◆ **TASK INSTRUCTIONS**
1) In the profile of composer Stefan Maier, whose assistant was Maier in Berlin, and for how long?
2) Write the next part of the profile of composer Stefan Maier, starting after its final paragraph.

The Canadian young music pioneer Stefan Maier (1990) divides his time between solo electronic performances, composing and making sound installations. He writes acoustic works with the same explosive force as his experimental electronic music, but always keeps a strict eye on structure and form.
Maier, in his own words, “stumbled into the doors of the conservatory.” Playing in various grindcore and noise bands, he ended up in a course on composition where he was blown away by the music of the likes of Helmut Lachenmann and Pierluigi Billone. Moving to Berlin to work as the assistant of Rebecca Saunders for two years, he soaked himself in the world of German contemporary composed music. At the same time he went to clubs at night, “as one does in Berlin”, discovering experimental electronic music artists like Thomas Ankersmit and Maryanne Amacher: “The tactility of their sound completely consumed me.”
Influences from contemporary classical, sound art and electronic music blend together in his pieces, which are pregnant with intensity and overwhelming energy, making use of heavily amplified instruments, modular synthesizers and multichannel systems. “That persistent, anxious kind of energy, like something that’s continually vibrating and when you touch it, it transforms dramatically; all the material that I’m drawn to has that unruliness contained within it. What I always want is this feeling that anything can change at any given moment.”
Maier is fascinated by self-organizing electronic systems and the creative misuse of technologies. Walking the thin line between barely controlling a sound and accepting that it has its own inner life. As in his piece Territories III: “Somewhere near the end of that piece, a dog whistle is blown and the live electronics pick that up, resulting in this constantly modulating, high-pitched sound that from that point on is just there. It has a life of its own, irrespective of what the musicians are doing. I don’t control it anymore.”

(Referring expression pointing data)
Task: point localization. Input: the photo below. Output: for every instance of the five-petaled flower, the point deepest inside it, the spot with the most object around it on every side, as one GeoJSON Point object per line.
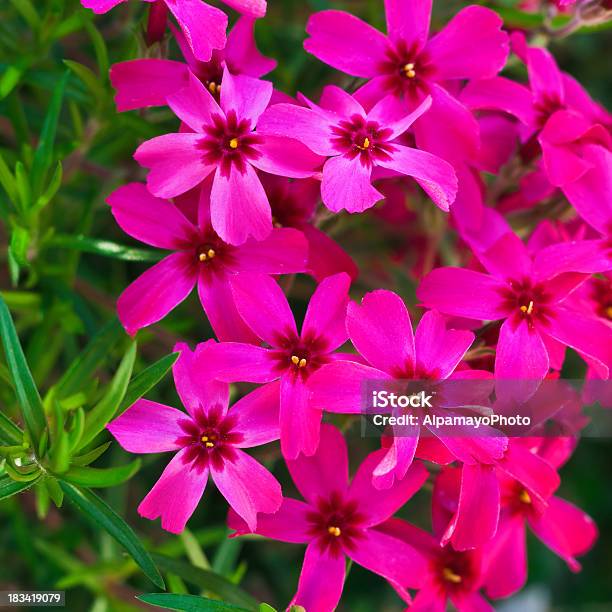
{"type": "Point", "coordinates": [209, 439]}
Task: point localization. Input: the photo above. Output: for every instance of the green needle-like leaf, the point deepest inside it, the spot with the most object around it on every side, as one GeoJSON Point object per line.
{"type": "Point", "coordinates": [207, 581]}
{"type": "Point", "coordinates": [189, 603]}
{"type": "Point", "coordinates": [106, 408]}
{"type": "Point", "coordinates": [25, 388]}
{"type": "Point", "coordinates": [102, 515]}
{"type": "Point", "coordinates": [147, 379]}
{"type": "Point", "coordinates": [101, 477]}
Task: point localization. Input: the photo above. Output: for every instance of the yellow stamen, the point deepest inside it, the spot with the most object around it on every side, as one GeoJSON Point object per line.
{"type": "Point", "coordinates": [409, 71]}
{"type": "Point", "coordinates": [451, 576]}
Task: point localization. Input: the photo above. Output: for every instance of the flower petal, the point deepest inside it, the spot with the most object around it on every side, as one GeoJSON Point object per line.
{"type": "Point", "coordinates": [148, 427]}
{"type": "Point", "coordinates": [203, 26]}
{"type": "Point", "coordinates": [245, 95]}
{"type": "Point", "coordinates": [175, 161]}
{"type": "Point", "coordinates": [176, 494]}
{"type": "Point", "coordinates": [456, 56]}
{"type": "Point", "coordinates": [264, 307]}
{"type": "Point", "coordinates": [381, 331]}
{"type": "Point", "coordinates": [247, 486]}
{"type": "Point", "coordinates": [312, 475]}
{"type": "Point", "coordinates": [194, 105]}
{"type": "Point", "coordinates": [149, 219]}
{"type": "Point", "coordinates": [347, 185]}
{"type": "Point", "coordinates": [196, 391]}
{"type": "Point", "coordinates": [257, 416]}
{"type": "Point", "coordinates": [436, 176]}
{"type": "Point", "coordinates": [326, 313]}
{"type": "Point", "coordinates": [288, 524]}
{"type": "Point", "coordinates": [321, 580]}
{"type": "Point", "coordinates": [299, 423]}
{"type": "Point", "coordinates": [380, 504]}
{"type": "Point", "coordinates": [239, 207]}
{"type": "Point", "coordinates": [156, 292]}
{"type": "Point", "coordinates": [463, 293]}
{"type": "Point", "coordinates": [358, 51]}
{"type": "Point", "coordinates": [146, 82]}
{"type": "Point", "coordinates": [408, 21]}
...
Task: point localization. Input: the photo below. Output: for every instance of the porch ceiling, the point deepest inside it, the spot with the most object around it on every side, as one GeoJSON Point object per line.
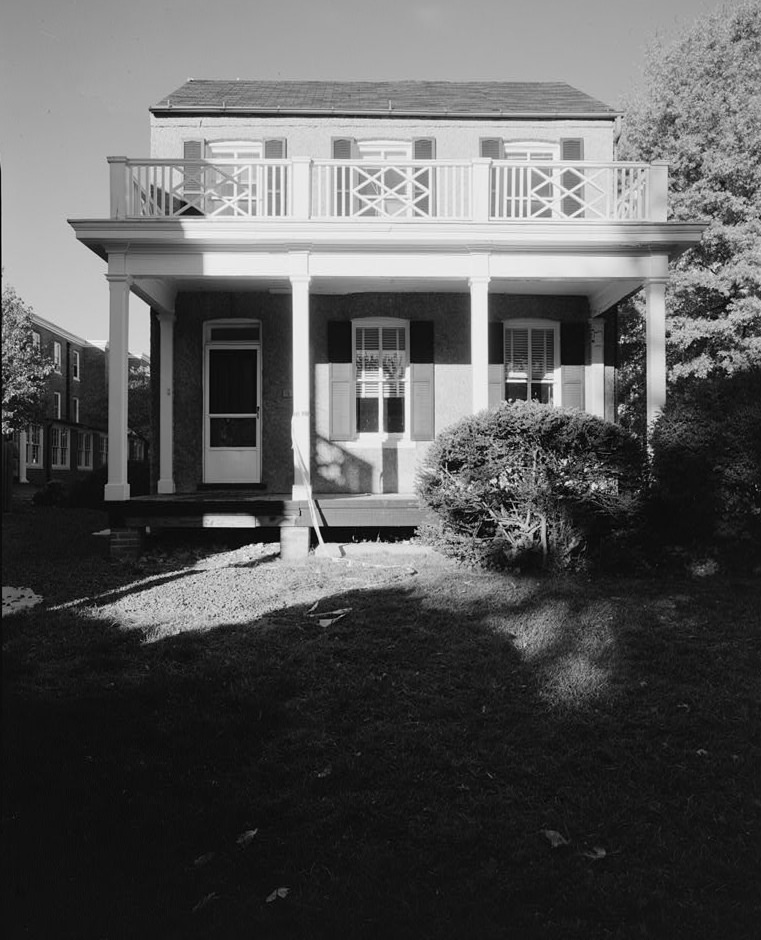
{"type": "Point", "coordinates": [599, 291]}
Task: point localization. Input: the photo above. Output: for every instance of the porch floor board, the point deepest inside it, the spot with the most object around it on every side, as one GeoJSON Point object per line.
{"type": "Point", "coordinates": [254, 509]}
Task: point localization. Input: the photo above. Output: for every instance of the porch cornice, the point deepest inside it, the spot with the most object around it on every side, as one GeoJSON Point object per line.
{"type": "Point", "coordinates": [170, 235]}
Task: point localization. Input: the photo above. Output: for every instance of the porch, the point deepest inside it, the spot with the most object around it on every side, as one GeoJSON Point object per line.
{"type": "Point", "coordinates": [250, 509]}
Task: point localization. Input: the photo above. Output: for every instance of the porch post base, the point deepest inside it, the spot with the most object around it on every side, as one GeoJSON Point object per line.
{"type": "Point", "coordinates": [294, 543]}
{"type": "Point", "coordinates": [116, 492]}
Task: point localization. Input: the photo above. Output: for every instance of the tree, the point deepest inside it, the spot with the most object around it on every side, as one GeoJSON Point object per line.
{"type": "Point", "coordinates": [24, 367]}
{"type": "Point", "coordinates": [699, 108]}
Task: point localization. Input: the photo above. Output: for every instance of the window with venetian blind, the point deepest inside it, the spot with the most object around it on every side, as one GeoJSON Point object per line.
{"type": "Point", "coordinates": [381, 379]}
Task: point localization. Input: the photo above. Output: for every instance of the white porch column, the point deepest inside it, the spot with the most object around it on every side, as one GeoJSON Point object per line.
---
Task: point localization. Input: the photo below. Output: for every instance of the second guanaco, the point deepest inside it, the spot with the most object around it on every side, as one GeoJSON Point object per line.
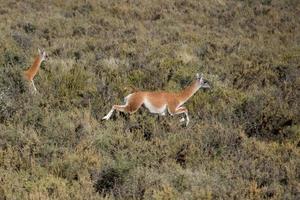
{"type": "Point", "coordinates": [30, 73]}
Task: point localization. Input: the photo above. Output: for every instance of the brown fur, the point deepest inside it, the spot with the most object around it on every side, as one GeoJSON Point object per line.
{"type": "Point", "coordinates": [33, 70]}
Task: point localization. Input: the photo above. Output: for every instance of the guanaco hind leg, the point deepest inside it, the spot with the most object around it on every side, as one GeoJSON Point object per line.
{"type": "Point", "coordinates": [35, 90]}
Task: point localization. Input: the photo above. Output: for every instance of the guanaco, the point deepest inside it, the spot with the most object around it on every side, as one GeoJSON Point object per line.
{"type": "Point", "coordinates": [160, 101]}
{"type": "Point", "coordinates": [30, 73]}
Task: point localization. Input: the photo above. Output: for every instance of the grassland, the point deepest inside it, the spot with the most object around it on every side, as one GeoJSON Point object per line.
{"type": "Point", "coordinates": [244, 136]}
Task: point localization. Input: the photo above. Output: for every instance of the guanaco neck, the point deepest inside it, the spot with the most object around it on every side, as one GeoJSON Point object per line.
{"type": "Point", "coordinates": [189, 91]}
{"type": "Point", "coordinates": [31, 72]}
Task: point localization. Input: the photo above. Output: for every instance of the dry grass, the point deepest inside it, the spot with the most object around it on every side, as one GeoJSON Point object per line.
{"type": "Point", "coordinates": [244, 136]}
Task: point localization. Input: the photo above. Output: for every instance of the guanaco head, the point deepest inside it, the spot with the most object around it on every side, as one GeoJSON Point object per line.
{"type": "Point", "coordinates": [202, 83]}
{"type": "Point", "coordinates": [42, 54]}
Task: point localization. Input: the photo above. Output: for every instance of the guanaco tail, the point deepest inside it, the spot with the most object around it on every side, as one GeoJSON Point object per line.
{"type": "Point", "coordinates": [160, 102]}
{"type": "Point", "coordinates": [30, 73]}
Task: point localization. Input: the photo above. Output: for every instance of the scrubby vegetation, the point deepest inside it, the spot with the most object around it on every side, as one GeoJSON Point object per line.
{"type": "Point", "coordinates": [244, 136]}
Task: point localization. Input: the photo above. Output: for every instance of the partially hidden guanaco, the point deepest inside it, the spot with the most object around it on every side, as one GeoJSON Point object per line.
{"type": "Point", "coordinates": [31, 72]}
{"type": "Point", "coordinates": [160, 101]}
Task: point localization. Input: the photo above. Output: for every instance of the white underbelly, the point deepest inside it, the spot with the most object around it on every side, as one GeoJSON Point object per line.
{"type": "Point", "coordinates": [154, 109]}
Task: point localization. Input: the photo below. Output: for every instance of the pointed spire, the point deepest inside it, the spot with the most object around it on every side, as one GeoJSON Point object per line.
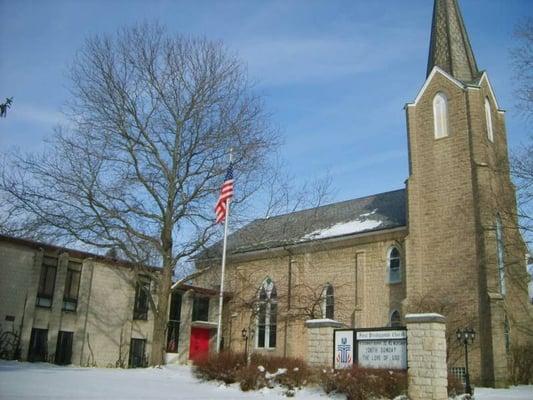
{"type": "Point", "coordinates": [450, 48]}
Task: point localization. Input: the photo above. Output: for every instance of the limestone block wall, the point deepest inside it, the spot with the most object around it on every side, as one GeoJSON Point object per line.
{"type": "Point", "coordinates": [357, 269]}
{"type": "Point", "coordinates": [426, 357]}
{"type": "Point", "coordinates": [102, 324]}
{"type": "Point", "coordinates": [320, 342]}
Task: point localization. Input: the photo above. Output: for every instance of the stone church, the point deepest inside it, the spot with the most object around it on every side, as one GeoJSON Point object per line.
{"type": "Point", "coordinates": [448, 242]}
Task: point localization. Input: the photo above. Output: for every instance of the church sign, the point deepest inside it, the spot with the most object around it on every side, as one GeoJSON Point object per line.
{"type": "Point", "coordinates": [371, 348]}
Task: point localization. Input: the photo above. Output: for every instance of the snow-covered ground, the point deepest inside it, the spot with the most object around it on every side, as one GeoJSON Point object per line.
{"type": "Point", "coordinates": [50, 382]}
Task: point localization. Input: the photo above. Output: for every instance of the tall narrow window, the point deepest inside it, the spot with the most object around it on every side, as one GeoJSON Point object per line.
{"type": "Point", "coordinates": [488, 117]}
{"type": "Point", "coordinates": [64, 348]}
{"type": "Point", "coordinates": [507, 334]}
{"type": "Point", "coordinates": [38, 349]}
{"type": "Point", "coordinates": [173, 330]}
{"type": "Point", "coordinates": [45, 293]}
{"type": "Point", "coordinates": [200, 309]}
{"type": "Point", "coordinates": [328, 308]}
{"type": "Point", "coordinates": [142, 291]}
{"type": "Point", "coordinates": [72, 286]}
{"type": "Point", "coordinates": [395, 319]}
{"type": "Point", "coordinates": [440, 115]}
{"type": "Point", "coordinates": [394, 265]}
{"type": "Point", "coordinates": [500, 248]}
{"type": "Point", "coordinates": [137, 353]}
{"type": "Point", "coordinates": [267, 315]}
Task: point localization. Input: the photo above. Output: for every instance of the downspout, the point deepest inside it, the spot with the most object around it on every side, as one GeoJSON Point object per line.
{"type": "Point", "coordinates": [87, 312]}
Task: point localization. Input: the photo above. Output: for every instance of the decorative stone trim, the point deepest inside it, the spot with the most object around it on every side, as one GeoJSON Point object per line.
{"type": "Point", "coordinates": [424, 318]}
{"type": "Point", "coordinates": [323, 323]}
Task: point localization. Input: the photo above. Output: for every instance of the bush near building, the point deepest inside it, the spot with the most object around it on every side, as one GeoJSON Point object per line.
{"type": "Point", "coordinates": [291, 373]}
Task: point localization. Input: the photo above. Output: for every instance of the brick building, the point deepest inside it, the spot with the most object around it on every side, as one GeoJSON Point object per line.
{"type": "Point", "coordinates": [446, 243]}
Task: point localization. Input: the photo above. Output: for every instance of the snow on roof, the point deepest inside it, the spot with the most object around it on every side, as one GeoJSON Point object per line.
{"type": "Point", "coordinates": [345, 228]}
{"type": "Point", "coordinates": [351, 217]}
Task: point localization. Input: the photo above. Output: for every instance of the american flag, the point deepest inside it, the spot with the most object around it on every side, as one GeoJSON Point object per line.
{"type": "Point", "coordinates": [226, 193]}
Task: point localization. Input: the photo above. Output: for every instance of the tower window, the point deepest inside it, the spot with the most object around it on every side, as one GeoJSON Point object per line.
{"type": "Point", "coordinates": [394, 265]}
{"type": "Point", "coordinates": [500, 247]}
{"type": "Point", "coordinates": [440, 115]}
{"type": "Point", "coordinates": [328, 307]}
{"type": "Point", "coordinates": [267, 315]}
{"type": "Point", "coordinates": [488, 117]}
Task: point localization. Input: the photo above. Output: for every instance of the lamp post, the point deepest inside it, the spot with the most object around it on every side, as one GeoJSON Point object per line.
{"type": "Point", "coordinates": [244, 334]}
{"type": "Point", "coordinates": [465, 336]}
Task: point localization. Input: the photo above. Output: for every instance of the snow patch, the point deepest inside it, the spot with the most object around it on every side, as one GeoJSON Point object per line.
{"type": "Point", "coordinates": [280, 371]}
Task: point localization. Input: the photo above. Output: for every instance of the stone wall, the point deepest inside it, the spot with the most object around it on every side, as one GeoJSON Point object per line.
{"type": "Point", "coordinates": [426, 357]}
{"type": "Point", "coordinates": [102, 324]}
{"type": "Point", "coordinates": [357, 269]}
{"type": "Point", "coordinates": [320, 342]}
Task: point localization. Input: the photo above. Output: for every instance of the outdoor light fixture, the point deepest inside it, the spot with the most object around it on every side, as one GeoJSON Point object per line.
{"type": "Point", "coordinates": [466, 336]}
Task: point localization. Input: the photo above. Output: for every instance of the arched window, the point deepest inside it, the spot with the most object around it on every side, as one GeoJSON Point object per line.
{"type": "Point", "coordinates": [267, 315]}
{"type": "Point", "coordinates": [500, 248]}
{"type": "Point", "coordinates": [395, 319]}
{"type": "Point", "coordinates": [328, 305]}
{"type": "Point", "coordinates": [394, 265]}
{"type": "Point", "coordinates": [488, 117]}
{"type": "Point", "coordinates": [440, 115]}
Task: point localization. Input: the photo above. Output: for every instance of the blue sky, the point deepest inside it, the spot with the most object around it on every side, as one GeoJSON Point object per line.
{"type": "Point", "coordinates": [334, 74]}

◆ **YOUR RESPONSES**
1) He was Rebecca Saunders's assistant for two years.

2)
In Territories III he fleshes out his approach to sound in a conceptual way as well, getting in a dialogue with the famous 20th-century classical pianist Glenn Gould and his radio piece The Idea of the North. “I was reading essays that Gould wrote about leaving the concert hall and focussing on recording only, which he did at the age of 31. For him that was a way of having complete control over his material, unlike the dynamics and unpredictabilities of a live performance. He believed technology would give him that. Nowadays, we’ve realized that technology is not just a passive tool; it’s an active agent. And I feel the same way about instruments.”
Recently, he has started to play more and more solo shows, to experiment freely with electronic sounds. However, he finds that he is still in between worlds: “When I play solo shows, usually I’m too academic, too prim and proper for the noise people. And then I’m too blunt for the new music people. I’m trying to find a middle ground. But what I still spend my time slaving over are these kind of temporal, formal aspects of composition and that puts me squarely in the traditional composer camp.”
When working with performers, it’s the difference in approach that appeals him. “What I’m interested in is creating a situation where the performer is discovering something new about their instrument and their habituated listening. If I cloned myself 20 times, I could just play my pieces with so much bravado and intensity and it would be great, but at the same time it wouldn’t be that interesting, because nothing new would emerge. But it’s difficult, because when you’re working with an ensemble you kind of have to start from the ground up in terms of cultivating an awareness of the specific material unruliness that I’m into. Because it’s not something that we’re taught in conservatories, the appreciation for unpredictable sounds.”